» 練習用本文
社会をダメにする二者択一の単線思考
新型コロナウイルス感染症対策を巡って、社会は二者択一の単純思考に覆われている。ほんの少し前の話だが、緊急事態宣言が発せられていた時は、メディアや野党などは「経済が死ぬ」のオンパレードだった。情報番組やニュースなどでは営業自粛をせざるを得ない飲食店などを取り上げ「これでは経済苦境に追い込まれた人が自殺をしかねない」といった言説が流されていた。
政府が宣言を解除した際には、今度は「まだ早い」という批判もあった。
最近は政府が「GO TO トラベル」を実施すると表明するや否や、あたかも旅行のキャンペーンが新型コロナの感染拡大を懸念して、キャンペーンの実施を取りやめたり延期したりするべきとの世論を作り出した。政府が東京を除外しての実施を決めても批判の嵐だ。
一つ一つの主張にはそれぞれ合理性があるのかもしれない。緊急事態宣言により、確かに経済的に多大な影響を受けた人たちはいるし、倒産した企業も数多い。「GO TO トラベル」にしても、感染者が再び多くなっている中で、第二波の到来を招く恐れがあるとの懸念も一つの合理性はある。
しかし、二者択一、白か黒かの選択では社会を維持できない。メディアや野党は政府が行っていることを批判すれば、それだけで自らの存在意義を証明できたことになるかもしれないが、現状に対する批判だけでは何も生まれない。

» 提示項目
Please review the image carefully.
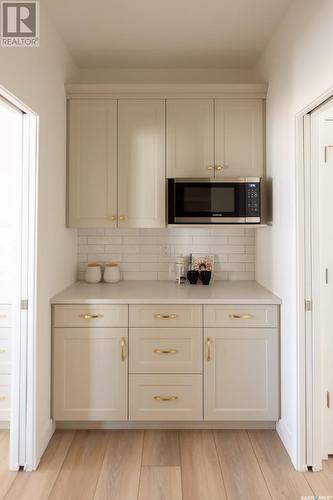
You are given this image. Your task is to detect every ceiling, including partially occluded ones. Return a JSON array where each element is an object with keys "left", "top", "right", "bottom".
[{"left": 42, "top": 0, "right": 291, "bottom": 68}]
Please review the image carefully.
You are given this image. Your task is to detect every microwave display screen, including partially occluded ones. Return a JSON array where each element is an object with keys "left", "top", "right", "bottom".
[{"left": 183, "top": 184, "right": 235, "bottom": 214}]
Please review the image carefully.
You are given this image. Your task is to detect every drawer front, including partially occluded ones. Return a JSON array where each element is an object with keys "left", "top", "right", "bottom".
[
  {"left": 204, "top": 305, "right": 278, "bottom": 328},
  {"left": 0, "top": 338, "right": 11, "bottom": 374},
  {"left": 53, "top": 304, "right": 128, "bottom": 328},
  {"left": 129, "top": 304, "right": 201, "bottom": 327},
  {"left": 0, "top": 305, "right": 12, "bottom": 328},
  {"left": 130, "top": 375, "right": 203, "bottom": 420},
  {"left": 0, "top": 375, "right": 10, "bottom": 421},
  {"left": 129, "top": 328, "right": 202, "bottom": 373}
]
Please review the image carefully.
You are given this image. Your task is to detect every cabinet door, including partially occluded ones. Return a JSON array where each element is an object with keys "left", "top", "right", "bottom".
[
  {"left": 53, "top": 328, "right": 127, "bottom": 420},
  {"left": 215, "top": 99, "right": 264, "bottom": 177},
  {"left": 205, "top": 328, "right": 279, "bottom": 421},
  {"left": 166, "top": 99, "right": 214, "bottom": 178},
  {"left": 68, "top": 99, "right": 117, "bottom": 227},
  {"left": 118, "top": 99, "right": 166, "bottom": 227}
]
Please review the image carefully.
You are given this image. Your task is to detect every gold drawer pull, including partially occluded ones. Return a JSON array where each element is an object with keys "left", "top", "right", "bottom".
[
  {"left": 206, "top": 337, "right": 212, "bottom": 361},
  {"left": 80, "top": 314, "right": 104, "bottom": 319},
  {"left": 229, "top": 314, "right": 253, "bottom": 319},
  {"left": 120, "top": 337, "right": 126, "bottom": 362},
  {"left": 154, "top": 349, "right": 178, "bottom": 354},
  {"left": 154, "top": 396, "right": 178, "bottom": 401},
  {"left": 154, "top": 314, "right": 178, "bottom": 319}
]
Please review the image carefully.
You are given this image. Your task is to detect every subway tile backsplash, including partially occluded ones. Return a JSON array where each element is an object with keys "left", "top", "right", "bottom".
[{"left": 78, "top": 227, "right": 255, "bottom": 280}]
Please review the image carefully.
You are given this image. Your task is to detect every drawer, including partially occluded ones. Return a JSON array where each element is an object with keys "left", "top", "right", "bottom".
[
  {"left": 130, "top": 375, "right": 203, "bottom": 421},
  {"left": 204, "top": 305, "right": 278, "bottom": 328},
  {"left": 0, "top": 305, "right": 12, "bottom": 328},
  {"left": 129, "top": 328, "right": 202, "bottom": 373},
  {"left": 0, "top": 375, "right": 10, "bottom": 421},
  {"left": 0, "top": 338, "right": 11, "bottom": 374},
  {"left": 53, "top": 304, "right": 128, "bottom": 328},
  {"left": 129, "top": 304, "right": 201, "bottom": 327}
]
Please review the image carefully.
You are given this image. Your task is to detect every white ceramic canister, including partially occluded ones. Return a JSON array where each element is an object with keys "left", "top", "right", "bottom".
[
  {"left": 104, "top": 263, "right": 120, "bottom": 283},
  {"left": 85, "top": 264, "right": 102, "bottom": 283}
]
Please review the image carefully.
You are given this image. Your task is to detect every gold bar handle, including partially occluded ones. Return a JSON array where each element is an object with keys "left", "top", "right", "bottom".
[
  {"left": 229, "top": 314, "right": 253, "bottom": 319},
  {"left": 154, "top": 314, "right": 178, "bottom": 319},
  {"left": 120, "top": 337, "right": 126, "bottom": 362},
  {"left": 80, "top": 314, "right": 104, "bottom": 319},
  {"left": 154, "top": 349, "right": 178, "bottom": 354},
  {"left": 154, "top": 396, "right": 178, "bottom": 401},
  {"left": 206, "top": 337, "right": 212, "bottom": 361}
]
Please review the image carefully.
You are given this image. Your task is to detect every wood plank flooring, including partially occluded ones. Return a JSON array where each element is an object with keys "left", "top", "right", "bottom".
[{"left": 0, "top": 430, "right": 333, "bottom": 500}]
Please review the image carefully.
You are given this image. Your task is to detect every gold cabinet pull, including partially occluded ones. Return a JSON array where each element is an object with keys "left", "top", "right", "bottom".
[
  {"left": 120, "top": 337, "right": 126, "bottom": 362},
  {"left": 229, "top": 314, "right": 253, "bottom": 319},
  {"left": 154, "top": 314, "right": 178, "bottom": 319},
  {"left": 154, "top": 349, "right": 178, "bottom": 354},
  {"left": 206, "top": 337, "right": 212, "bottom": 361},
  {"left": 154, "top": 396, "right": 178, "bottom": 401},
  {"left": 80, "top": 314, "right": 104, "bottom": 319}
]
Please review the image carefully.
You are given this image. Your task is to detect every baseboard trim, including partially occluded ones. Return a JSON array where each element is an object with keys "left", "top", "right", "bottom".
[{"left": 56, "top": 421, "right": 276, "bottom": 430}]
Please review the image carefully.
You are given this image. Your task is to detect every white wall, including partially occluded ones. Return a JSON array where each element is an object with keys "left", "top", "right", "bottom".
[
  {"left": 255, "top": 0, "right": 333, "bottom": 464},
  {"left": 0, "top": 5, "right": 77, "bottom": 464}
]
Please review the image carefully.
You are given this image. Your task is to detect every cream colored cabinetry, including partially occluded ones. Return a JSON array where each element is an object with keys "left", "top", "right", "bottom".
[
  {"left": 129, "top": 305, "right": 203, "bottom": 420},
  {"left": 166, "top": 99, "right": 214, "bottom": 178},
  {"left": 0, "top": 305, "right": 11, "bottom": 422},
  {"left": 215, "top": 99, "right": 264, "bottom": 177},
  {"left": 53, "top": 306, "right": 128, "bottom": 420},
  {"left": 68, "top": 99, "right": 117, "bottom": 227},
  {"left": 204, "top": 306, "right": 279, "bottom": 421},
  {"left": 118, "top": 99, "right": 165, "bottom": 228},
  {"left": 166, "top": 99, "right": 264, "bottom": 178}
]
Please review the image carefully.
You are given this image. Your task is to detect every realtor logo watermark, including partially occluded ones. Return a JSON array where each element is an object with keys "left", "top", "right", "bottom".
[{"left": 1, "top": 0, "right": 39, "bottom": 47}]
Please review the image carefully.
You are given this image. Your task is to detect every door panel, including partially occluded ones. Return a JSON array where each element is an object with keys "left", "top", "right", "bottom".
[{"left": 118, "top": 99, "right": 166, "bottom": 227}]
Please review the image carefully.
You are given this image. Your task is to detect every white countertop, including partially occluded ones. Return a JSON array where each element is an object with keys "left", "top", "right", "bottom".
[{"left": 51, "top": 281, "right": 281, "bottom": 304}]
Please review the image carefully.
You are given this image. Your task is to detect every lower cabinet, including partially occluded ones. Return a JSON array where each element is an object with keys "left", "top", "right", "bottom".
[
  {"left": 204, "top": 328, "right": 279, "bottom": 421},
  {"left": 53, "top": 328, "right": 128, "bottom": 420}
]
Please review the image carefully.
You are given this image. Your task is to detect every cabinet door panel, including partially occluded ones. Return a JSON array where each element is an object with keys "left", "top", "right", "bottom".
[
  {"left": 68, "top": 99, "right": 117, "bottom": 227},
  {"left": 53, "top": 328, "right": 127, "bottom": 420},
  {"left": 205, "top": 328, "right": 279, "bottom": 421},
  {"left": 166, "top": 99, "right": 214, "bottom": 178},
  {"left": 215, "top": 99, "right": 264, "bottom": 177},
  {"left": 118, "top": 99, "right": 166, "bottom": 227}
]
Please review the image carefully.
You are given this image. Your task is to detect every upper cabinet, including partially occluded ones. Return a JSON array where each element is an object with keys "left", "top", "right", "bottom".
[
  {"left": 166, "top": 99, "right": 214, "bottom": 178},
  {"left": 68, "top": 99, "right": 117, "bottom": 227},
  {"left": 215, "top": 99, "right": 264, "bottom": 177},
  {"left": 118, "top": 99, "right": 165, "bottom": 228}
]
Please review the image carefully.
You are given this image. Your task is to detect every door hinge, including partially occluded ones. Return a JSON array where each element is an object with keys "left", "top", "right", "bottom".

» 課題一覧
- a) 本文の「社会をダメにする二者択一の単線思考」から「といった言説が流されていた。」までを両端も含めて書き出し、「情報番組」を「ワイドショー」に置き換えなさい。
- b) 本文で「GO TO トラベル」への懸念にも一つの合理性があるとされる理由を、一文から三文で説明しなさい。
項目はこの課題に一切関係しない。

» 課題別の結果
- a)
社会をダメにする二者択一の単線思考
新型コロナウイルス感染症対策を巡って、社会は二者択一の単純思考に覆われている。ほんの少し前の話だが、緊急事態宣言が発せられていた時は、メディアや野党などは「経済が死ぬ」のオンパレードだった。ワイドショーやニュースなどでは営業自粛をせざるを得ない飲食店などを取り上げ「これでは経済苦境に追い込まれた人が自殺をしかねない」といった言説が流されていた。

- b) 感染者が再び多くなっている中でキャンペーンを実施すれば、第二波の到来を招く恐れがあるからである。